## REQUIREMENT A
In the forum thread on preaching John 7:53-8:11, where does BlackCalvinist say the passage fits better in context?
## REQUIREMENT B
Reproduce word for word the section of the forum thread on preaching John 7:53-8:11 from "## CharlieJ (Feb" to "(Feb 11, 2010)".
## REQUIREMENT C
List each distinct username that posted in the forum thread on preaching John 7:53-8:11 on Feb 9, 2010.

## SOURCE PASSAGE
= = = = = = =
# John 7.53-8.11--How to Handle from the Pulpit (as Opposed to the Seminary Class)



## kevin.carroll (Feb 9, 2010)

Josh Walker, over at Bring the Books, has an interesting post on this notorious passage.

He follows Carson/Moo in saying it is not Scripture, a position I am unwilling to take for a variety of reasons. My question to you preaching types out there is, how do you handle issues like this when preaching verse-by-verse?

Back in the "glory days," when everyone had a KJV, issues like this were not issues. But now, when you have various translations relegating the passage to a footnote or, worse, set off by brackets and reader advisories, it seems that you cannot ignore the textual problem.

I found Calvin helpful:



> It is plain enough that this passage was unknown anciently to the Greek Churches; and some conjecture that it has been brought from some other place and inserted here. But as it has always been received by the Latin Churches, and is found in many old Greek manuscripts, and contains nothing unworthy of an Apostolic Spirit, there is no reason why we should refuse to apply it to our advantage.



Thoughts?


----------



## rbcbob (Feb 9, 2010)

Some of your people will (likely) be holding in their laps a version which calls the passage into question. Saying nothing about the dispute will tend to leave them unsettled in their hearts. State as briefly as possible your convictions and then let the Word of God have free course.


----------



## kevin.carroll (Feb 9, 2010)

That's kind of my thought too, Bob. Thanks.


----------



## KMK (Feb 9, 2010)

I would just say something along the lines of Calvin and get on with it. Until the church as a whole comes to a different conclusion, I don't think we need to apologize for trusting in the same Scripture that the writers of our confession trusted in.


----------



## Contra_Mundum (Feb 9, 2010)

Here's my simple course: *Do I hear the Voice of my Shepherd in it?* We may receive the Word on abundant witnesses and testimonies, but the infallible assurance that we are in possession of the Word of God is the Holy Spirit himself (who bears witness with our spirit), speaking IN Scripture, that it IS Scripture.


----------



## Jerusalem Blade (Feb 9, 2010)

Kevin,

I would mention in passing — while expositing the passage — that the evidence thoroughly convinces me the modern critics have it wrong, and I would be glad to meet with anyone later to discuss it.

Here, for instance, are some (but not all) of the defenses of it that I would bring to enquirers' attention.


----------



## Robert Truelove (Feb 9, 2010)

Though I am a CTer...

I would simply state that the passage has been disputed and the dispute goes all the way back to the first few centuries. Due to the antiquity of the dispute, I receive it as authentic due to the lack of conclusive evidence to the contrary. I would say the same thing about the last 12 verses of Mark.


----------



## BlackCalvinist (Feb 10, 2010)

Robert Truelove said:


> Though I am a CTer...
> 
> I would simply state that the passage has been disputed and the dispute goes all the way back to the first few centuries. Due to the antiquity of the dispute, I receive it as authentic due to the lack of conclusive evidence to the contrary. I would say the same thing about the last 12 verses of Mark.



Mark has a lot more evidence for it's inclusion where it is than John does.

I think, context-wise, it (John 7:53-8:11) fits in much better at Luke 21:38. 7:53-8:2 are almost a perfect parallel of 21:37-38.


----------



## coramdeo (Feb 10, 2010)

Robert Truelove said:


> Though I am a CTer...
> 
> I would simply state that the passage has been disputed and the dispute goes all the way back to the first few centuries. Due to the antiquity of the dispute, I receive it as authentic due to the lack of conclusive evidence to the contrary. I would say the same thing about the last 12 verses of Mark.


 
Is that anything like the conclusive proof in the instant replay rule?


----------



## CharlieJ (Feb 10, 2010)

My pastor recently just skipped it, saying that it wasn't included in the best manuscript evidence. As such, he tied v. 13ff back into 7:37ff as part of Jesus' speech on the last day of the feast. This makes a very smooth transition. In any case, I don't think that a pastor can just ignore the textual issue, since many of his congregants Bibles mention it. He has to explain it simply and then preach it according to his best understanding and personal conviction.


----------



## kevin.carroll (Feb 11, 2010)

in my opinion, it's better to preach it, with a brief explanation of the issue. God has preserved it.


----------
= = = = = = =
## LISTING
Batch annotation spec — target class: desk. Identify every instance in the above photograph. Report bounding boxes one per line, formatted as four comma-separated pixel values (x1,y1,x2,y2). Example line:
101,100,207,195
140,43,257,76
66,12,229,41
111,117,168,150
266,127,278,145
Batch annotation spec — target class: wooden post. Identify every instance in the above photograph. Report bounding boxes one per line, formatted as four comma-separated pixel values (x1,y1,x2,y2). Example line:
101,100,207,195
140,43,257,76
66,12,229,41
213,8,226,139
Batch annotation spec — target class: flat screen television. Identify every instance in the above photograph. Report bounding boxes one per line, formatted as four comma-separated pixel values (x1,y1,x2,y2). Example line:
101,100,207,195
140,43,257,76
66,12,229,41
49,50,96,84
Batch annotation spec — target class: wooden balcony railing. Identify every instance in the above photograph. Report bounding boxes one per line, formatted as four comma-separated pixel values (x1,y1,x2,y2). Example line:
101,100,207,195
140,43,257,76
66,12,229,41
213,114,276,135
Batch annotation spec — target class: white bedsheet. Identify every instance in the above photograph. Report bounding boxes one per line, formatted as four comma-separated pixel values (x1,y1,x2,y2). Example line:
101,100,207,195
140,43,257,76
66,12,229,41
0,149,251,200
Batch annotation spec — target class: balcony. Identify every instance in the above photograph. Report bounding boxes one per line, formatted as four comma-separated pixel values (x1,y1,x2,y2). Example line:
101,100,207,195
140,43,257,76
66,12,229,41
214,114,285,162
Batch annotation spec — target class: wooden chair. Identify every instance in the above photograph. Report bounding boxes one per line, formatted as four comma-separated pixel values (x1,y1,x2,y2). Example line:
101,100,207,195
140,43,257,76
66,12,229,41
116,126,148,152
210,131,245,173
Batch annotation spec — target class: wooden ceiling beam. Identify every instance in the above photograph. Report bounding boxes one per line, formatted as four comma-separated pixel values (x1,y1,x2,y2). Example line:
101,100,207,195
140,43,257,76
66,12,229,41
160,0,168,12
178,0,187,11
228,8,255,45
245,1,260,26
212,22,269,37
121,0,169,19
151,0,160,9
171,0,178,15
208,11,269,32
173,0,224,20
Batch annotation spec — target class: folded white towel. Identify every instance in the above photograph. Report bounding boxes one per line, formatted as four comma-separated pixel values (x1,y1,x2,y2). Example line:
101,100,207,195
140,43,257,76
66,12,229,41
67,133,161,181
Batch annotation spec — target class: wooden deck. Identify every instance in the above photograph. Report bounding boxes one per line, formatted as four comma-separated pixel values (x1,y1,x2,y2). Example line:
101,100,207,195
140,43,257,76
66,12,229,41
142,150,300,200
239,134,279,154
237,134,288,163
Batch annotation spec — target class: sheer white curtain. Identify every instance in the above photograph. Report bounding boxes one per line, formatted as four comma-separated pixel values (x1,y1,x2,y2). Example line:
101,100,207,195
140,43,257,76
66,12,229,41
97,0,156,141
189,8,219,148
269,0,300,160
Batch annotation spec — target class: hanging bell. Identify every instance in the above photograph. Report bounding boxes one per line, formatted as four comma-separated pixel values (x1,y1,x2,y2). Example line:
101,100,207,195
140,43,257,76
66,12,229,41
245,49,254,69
= = = = = = =
## TASK RESULT A
At Luke 21:38.

## TASK RESULT B
## CharlieJ (Feb 10, 2010)

My pastor recently just skipped it, saying that it wasn't included in the best manuscript evidence. As such, he tied v. 13ff back into 7:37ff as part of Jesus' speech on the last day of the feast. This makes a very smooth transition. In any case, I don't think that a pastor can just ignore the textual issue, since many of his congregants Bibles mention it. He has to explain it simply and then preach it according to his best understanding and personal conviction.


----------



## kevin.carroll (Feb 11, 2010)

## TASK RESULT C
kevin.carroll, rbcbob, KMK, Contra_Mundum, Jerusalem Blade, Robert Truelove